▶ **Written request**
Transcribe without alteration the stretch of the barrette thread from "I love barrettes" through "then the bands.".

Start of Extract to read

# Do any of you ever use hair barrettes?



## aprilb (Jul 9, 2010)

I would like to know if any of you ever use barrettes in your babies' hair, and if you do, what do you like to use? I like those little claw clips for every day. I still have to use a band, but it will stay in all day and comes in a variety of colors. However, I am always on the lookout for a new way to fix Rose & Lily's hair.


----------



## almitra (Apr 24, 2009)

Rose & Lily are precious!
I love barrettes for both of mine. I even convert the banded bows to barrettes. They seem to stay in better for me as well.


----------



## Matilda's mommy (Jun 1, 2005)

I use those little claw clips with rubber bands, I like the barrettes so much better then the bands.


----------



## bellapuppy (Dec 1, 2008)

I can use the barrettes on Trixie because she has thick hair. If I put on in Maggie's thin hair, it falls right out, so it is rubber bands for her.


----------



## Cheri (Jan 7, 2008)

I can't use barettes in Vi's hair too often because she'll rip them out too easy. As it is, she hasn't had her topknot in for 3 months and this whole month I've been waiting until it's long enough to put up and FINALLY this week I did and she's ripping out the bands!! I did it before I left today, and 4 hours later came back to a dog with no topknot LOL
She's determined to not have topknots!


----------



## iheartbisou (Feb 13, 2007)

I could look at your girls _all day long_!! They're just such beautiful Maltese!! wow!

End of Extract to read
Start of Data lines

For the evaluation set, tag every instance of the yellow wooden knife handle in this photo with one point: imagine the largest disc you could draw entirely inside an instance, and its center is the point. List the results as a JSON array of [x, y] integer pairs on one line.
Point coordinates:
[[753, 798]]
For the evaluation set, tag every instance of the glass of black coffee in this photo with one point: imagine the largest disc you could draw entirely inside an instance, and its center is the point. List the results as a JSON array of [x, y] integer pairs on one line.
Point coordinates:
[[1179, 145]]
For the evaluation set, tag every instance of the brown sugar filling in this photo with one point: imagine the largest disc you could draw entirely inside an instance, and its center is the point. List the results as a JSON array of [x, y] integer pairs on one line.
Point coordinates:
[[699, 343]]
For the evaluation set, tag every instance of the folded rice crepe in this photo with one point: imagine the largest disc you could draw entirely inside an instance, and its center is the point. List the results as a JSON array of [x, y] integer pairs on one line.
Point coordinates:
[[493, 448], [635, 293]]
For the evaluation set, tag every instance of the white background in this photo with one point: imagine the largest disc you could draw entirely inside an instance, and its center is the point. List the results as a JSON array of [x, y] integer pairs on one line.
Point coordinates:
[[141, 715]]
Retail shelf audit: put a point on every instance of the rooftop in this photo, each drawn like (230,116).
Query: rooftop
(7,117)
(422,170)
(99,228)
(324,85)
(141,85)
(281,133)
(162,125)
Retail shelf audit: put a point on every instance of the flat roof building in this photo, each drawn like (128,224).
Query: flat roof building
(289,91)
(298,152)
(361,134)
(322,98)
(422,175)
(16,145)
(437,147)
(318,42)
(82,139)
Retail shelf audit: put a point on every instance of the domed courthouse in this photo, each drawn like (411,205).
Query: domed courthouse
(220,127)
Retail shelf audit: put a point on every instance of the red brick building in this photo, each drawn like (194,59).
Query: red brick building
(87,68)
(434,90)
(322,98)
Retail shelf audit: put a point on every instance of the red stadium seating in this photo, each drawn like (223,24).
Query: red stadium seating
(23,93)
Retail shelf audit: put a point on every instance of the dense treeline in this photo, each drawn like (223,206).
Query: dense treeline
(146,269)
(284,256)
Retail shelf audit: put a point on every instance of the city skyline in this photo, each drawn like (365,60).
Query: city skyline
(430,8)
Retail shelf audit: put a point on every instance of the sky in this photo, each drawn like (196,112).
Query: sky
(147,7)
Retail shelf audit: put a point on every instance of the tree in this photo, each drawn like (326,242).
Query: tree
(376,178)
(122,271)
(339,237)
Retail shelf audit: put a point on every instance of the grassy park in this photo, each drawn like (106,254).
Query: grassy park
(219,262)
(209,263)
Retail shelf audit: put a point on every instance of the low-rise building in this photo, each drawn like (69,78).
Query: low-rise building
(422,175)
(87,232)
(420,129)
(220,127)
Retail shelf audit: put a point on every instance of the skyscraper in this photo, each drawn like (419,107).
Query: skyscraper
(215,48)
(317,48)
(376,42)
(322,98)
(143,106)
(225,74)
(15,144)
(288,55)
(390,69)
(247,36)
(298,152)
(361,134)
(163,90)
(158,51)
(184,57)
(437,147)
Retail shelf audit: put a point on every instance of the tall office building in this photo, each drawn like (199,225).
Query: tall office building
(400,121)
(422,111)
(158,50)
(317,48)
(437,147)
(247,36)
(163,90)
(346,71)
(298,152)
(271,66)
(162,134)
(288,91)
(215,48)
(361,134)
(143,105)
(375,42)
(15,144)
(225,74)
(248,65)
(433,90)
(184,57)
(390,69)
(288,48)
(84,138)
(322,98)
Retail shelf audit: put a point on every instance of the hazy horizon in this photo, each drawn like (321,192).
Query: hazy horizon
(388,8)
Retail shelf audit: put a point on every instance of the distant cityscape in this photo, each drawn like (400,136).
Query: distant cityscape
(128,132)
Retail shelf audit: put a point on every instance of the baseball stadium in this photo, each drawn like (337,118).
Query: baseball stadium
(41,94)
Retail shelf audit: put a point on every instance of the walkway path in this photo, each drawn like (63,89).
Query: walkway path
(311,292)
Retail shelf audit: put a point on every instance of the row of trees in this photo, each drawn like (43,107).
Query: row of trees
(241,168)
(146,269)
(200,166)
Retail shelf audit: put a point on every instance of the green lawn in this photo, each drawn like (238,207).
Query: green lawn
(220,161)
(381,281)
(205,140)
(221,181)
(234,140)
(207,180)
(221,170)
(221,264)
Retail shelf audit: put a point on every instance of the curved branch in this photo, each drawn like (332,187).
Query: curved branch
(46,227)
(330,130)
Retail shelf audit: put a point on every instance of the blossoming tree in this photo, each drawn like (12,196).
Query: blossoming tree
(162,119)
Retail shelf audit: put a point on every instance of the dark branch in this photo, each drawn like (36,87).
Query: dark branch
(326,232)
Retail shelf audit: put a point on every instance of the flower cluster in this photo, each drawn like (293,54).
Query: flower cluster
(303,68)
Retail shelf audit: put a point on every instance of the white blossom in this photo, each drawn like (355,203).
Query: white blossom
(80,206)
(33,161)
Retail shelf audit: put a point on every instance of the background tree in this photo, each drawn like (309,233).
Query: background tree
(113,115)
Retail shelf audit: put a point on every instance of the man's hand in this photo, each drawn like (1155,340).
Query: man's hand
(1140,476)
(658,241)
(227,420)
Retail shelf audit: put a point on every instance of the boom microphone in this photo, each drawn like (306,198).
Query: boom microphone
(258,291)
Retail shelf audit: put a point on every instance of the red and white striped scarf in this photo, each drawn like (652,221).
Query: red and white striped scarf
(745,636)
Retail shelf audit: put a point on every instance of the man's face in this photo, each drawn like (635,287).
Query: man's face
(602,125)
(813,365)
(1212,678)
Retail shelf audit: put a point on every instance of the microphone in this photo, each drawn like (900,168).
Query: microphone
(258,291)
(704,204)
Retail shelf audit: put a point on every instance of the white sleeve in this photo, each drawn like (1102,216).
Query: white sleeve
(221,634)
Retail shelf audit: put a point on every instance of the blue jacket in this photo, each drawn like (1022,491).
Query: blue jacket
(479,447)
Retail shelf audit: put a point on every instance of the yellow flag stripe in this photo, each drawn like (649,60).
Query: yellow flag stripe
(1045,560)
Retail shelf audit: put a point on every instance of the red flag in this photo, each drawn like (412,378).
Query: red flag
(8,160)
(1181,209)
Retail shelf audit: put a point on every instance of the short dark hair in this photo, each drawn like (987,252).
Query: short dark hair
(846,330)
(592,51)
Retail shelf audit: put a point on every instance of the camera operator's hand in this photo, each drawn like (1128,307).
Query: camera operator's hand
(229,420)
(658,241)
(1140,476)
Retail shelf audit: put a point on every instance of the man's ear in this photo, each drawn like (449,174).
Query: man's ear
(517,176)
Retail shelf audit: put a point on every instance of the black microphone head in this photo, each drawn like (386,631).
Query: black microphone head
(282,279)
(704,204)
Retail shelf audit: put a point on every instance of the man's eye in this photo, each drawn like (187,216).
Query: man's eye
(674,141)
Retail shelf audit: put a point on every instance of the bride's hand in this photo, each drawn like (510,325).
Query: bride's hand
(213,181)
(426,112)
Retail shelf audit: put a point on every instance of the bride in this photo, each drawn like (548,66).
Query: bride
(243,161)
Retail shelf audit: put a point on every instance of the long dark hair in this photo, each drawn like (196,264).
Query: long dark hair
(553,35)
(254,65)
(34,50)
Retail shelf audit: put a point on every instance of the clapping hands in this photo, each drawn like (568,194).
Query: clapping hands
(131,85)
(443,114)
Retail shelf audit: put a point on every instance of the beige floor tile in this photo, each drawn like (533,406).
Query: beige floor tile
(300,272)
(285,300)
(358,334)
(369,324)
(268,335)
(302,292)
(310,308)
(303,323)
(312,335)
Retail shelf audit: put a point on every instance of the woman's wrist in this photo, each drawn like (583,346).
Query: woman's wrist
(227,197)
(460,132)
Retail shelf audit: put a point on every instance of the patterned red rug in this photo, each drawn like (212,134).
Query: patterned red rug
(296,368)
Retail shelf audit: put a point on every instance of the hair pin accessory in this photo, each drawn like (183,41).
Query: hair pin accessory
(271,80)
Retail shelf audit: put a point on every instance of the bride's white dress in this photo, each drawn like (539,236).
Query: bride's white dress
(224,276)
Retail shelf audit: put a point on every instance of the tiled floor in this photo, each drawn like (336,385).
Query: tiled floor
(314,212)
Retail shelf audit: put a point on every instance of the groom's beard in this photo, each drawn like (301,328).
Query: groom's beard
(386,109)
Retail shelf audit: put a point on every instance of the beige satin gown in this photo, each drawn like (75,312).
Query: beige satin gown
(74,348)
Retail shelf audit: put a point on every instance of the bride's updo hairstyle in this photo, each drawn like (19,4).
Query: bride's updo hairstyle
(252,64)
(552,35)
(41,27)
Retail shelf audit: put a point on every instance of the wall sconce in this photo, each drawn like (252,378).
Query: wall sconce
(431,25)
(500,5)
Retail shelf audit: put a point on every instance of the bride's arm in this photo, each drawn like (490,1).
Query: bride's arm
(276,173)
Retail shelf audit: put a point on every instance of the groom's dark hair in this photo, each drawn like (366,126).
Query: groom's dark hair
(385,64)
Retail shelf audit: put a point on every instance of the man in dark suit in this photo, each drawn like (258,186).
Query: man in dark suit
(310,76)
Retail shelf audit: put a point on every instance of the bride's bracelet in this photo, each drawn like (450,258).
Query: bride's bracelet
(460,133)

End of Data lines

▶ **Answer below**
I love barrettes for both of mine. I even convert the banded bows to barrettes. They seem to stay in better for me as well.


----------



## Matilda's mommy (Jun 1, 2005)

I use those little claw clips with rubber bands, I like the barrettes so much better then the bands.